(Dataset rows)

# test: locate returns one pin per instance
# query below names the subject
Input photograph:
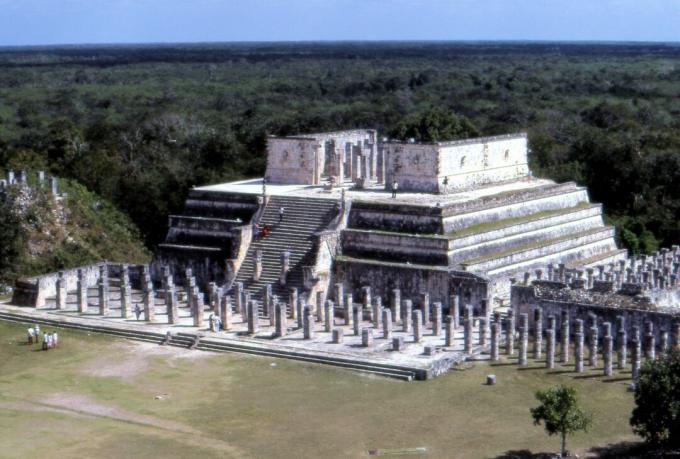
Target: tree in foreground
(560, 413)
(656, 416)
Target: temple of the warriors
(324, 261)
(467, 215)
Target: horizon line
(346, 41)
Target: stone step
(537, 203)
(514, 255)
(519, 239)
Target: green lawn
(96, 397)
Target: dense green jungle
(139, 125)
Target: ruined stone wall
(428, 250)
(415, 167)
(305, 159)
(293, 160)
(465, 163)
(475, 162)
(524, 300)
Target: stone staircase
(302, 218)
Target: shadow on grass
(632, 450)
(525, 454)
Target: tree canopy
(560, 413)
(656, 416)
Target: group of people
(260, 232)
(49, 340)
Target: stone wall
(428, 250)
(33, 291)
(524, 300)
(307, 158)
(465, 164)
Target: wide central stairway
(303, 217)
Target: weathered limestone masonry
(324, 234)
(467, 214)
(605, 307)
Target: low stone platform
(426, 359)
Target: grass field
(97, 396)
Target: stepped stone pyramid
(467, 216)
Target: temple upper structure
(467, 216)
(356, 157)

...

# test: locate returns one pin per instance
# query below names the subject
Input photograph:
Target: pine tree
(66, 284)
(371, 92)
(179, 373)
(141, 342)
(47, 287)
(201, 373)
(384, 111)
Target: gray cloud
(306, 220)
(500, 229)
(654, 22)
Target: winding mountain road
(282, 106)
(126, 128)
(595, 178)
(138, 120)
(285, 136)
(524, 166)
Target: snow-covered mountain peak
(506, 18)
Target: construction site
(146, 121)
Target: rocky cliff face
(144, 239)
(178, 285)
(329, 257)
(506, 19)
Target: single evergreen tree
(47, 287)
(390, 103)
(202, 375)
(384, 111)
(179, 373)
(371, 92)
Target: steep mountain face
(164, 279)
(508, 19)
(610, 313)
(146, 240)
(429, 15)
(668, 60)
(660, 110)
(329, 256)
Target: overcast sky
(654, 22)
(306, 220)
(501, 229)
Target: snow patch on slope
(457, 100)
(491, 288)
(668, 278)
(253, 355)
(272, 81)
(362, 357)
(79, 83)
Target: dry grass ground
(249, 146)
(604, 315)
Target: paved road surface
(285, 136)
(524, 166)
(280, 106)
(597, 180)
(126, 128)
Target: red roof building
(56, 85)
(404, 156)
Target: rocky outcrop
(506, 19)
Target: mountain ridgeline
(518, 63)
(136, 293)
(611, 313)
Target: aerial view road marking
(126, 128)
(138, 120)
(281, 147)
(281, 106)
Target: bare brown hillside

### Aim
Arrange the lines of the records starting at the line containing "Target: snow patch on slope" and ending at the line containing "Target: bare brown hillside" as a JSON list of strings, one string per line, omitting blank lines.

### Result below
[
  "Target: snow patch on slope",
  "(457, 100)",
  "(491, 288)",
  "(668, 278)",
  "(253, 355)",
  "(272, 81)",
  "(362, 357)",
  "(79, 83)",
  "Target: dry grass ground",
  "(249, 146)",
  "(604, 315)",
  "Target: paved road surface",
  "(285, 136)",
  "(524, 166)",
  "(280, 106)",
  "(597, 180)",
  "(126, 128)",
  "Target: red roof building",
  "(56, 85)",
  "(404, 156)",
  "Target: rocky outcrop",
  "(506, 19)",
  "Target: mountain ridgeline",
  "(518, 63)",
  "(136, 293)",
  "(611, 313)",
  "Target: aerial view road marking",
  "(126, 128)",
  "(138, 120)",
  "(281, 147)",
  "(281, 106)",
  "Target: bare brown hillside"
]